* Begin *

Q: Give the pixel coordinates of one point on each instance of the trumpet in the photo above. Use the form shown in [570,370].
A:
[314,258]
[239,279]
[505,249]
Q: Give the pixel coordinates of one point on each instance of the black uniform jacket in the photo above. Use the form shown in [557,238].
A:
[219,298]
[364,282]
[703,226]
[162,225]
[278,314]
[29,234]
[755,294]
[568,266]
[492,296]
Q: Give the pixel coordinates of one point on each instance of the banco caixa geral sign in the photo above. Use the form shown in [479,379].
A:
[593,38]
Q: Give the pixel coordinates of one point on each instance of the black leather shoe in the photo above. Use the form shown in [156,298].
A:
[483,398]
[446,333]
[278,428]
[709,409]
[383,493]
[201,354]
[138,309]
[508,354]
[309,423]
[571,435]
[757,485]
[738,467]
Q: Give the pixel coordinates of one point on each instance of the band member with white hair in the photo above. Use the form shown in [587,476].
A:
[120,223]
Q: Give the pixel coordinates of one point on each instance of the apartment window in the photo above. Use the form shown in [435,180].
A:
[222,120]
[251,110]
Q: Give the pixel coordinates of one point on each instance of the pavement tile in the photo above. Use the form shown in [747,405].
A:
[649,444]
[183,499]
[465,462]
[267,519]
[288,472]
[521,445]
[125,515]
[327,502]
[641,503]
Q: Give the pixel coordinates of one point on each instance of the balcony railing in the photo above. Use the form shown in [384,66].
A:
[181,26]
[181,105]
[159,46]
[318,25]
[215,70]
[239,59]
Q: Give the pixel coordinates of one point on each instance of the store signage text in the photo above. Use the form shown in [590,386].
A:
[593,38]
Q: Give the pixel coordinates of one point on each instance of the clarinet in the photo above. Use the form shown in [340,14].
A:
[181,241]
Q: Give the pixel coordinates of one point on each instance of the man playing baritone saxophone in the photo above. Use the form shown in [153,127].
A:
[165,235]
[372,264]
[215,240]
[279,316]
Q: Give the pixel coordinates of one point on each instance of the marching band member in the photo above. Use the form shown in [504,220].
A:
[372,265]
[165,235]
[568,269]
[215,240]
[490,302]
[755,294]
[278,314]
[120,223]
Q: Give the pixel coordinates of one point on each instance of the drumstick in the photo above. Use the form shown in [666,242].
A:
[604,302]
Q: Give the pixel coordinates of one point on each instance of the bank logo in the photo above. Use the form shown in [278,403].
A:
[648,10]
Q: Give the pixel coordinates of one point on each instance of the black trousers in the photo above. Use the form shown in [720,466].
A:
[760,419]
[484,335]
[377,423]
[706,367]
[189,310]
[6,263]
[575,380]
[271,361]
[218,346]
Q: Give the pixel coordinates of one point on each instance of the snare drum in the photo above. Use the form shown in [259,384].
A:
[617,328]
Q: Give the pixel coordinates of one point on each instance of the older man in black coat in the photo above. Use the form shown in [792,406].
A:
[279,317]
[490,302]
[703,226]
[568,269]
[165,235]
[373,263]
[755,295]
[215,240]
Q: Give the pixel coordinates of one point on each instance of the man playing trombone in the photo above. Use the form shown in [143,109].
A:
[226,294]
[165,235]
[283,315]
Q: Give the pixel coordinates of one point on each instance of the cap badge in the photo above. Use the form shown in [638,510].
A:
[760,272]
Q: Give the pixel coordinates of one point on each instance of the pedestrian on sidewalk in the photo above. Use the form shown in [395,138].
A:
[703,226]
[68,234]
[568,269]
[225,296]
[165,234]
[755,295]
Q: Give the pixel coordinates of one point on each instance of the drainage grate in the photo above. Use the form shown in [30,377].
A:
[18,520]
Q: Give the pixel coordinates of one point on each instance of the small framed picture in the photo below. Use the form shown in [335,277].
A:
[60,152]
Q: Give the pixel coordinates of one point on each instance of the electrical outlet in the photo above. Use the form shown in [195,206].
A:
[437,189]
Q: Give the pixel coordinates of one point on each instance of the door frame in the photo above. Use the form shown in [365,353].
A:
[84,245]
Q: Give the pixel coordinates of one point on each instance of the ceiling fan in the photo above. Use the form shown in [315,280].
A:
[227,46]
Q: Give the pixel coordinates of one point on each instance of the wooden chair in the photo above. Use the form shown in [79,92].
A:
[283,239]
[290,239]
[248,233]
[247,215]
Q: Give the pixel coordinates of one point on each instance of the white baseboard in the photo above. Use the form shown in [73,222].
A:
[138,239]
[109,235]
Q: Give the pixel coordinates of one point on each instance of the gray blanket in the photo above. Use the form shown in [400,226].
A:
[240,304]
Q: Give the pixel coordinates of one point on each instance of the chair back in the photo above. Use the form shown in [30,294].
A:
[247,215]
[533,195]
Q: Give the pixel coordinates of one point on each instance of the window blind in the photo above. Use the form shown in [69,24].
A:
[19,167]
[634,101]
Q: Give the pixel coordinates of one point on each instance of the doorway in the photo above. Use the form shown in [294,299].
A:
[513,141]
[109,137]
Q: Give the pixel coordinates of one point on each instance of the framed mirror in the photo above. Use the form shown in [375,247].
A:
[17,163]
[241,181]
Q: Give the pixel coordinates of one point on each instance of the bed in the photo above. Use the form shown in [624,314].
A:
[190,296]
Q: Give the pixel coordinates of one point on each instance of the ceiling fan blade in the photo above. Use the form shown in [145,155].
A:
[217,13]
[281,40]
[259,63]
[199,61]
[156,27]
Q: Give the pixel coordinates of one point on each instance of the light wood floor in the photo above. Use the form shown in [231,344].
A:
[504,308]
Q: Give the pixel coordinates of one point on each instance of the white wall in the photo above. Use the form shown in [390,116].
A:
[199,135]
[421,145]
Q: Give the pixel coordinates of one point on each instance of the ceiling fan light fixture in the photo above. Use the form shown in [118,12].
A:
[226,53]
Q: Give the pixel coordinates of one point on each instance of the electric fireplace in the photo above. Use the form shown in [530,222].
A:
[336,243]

* End *

Given request - Rewrite all the records above, changing "instance" to "occurrence" wherever it appears and leaving everything else untouched.

Response -
Q: Give the pixel coordinates of one point on each occurrence of the trumpet in the photo above. Use the form shown in [570,370].
A:
[314,258]
[239,279]
[505,249]
Q: Give the pixel coordinates of one point on each occurrence of the black uniform jacket in the photo above. Use the form shown in [557,238].
A:
[219,298]
[364,282]
[703,226]
[162,225]
[278,314]
[29,234]
[755,294]
[568,266]
[492,296]
Q: Give the pixel coordinates of one point on each occurrence of the banco caixa geral sign in the photo above. Use the form shown in [479,379].
A:
[593,38]
Q: Give the pixel coordinates of one point on each occurrence of the black leather shoe in the photo above. Use the form shown in [156,298].
A:
[483,398]
[446,333]
[278,428]
[709,409]
[383,493]
[201,354]
[138,309]
[508,354]
[309,423]
[571,435]
[757,485]
[738,467]
Q: Give the pixel coordinates of one point on each occurrence of the band member with white hair in the photo above. Use the form shown in [587,476].
A:
[120,223]
Q: Give the pixel coordinates of one point on each occurrence of the apartment window in the photo above. Use the form shown in [435,180].
A:
[222,120]
[251,110]
Q: Give the pixel coordinates of one point on each occurrence of the pavement tile in the photo above. Use the form shown in [747,405].
A:
[649,444]
[183,499]
[465,462]
[267,519]
[288,472]
[521,445]
[125,515]
[327,502]
[641,503]
Q: Give the pixel coordinates of one point on each occurrence of the balcony railing in the photo above. Use the form shown in [384,66].
A:
[181,26]
[181,105]
[159,46]
[318,25]
[215,70]
[239,59]
Q: Give the pixel coordinates of one point on each occurrence of the store signage text in the photo above. Use the form shown in [590,386].
A:
[593,38]
Q: Give the pixel coordinates of one point on each occurrence of the clarinet in the photo above. Use the form shown in [340,14].
A:
[181,241]
Q: Give the pixel coordinates of one point on each occurrence of the man playing baritone saxophone in the photo above. Use the form shown in [153,127].
A:
[165,235]
[372,264]
[215,240]
[279,316]
Q: Give the pixel coordinates of one point on each occurrence of the marching band member in the photo above. Use the form shown in [504,220].
A:
[372,265]
[165,235]
[568,269]
[215,240]
[490,302]
[755,294]
[278,314]
[120,223]
Q: Give the pixel coordinates of one point on each occurrence of the drumstick in the photo above. Use the form shown in [666,242].
A:
[604,302]
Q: Give the pixel coordinates of one point on each occurrence of the bank logo in the photo above. Use the form shown in [278,403].
A:
[648,10]
Q: Give the pixel coordinates of one point on each occurrence of the black trousers in the photo above. Use the form shown in [720,466].
A:
[760,419]
[484,335]
[377,423]
[706,367]
[189,310]
[6,263]
[575,380]
[271,361]
[218,346]
Q: Give the pixel coordinates of one point on each occurrence of the snare drum in the photo above. Use the form shown in [259,384].
A:
[617,328]
Q: Give the pixel coordinates of one point on each occurrence of the older man in black coat in the photo above. Use the form shown in [792,406].
A:
[279,317]
[490,302]
[703,226]
[568,269]
[165,235]
[373,263]
[755,295]
[215,240]
Q: Give the pixel coordinates of one point on each occurrence of the man playing trombone in the photo above. Use the form shown in [143,109].
A:
[226,294]
[165,235]
[283,315]
Q: Give the pixel coordinates of one point on each occurrence of the cap badge in the photo above. Use the form shown in [638,510].
A:
[760,272]
Q: Give the pixel coordinates of one point on each occurrence of the pedestrian on sidewalk in the photo above. Use the form shown in [395,138].
A:
[703,226]
[68,234]
[568,269]
[225,296]
[165,234]
[755,295]
Q: Give the pixel coordinates of one point on each occurrence of the drainage grate in the photo above. Use the form shown in [30,377].
A:
[18,520]
Q: Give the pixel coordinates of one point on each occurrence of the small framed picture in the photo below. Use the form shown in [335,277].
A:
[60,152]
Q: Give the pixel coordinates of one point on each occurrence of the electrical outlet in the photo above. Use the form shown in [195,206].
A:
[437,189]
Q: Give the pixel coordinates of one point on each occurrence of the door frame in the photo above. Use the form shown in [365,353].
A:
[84,245]
Q: Give the pixel coordinates of one point on each occurrence of the ceiling fan in the photo above. Use the form shown in [315,280].
A:
[227,46]
Q: Give the pixel coordinates of one point on each occurrence of the wooden chair in the photo above. Use the form shown in [79,92].
A:
[283,239]
[290,239]
[248,233]
[247,215]
Q: Give the pixel coordinates of one point on each occurrence of the white baseboard in the photo above. Use the form shown in [73,222].
A:
[138,239]
[109,235]
Q: Give the pixel coordinates of one point on each occurrence of the gray blanket in the photo above. Use the form shown in [400,226].
A:
[240,304]
Q: Give the pixel coordinates of one point on each occurrence of the chair back in the photo above. Use the form shown in [30,294].
A:
[247,215]
[533,195]
Q: Give the pixel coordinates of one point on each occurrence of the window blind in the photo above. Use the form shown in [69,24].
A:
[19,167]
[634,101]
Q: Give the pixel coordinates of one point on each occurrence of the doorway in the photo above. Use the form shown in [294,299].
A:
[513,141]
[109,137]
Q: Give the pixel coordinates of one point on each occurrence of the framed mirror in the photo above. Use the form shown in [375,247].
A:
[17,163]
[241,181]
Q: Give the pixel coordinates of one point on each occurrence of the bed in the photo above. Use the form shown in [624,314].
A:
[190,296]
Q: Give the pixel coordinates of one point on each occurrence of the ceiling fan blade in the photo above. Use the form shown in [145,155].
A:
[217,13]
[281,40]
[259,63]
[199,61]
[156,27]
Q: Give the pixel coordinates of one point on each occurrence of the light wood floor in the photo above. Use the form shown in [231,344].
A:
[504,308]
Q: Give the pixel coordinates of one point on each occurrence of the white wall in the photo above. Use the form shown in [390,116].
A:
[199,135]
[421,145]
Q: Give the pixel coordinates of one point on each occurrence of the ceiling fan light fixture in the photo above. Use the form shown in [118,12].
A:
[226,53]
Q: Give the pixel coordinates of one point on each occurrence of the electric fireplace in the photo above. Use the form shown in [530,222].
A:
[336,243]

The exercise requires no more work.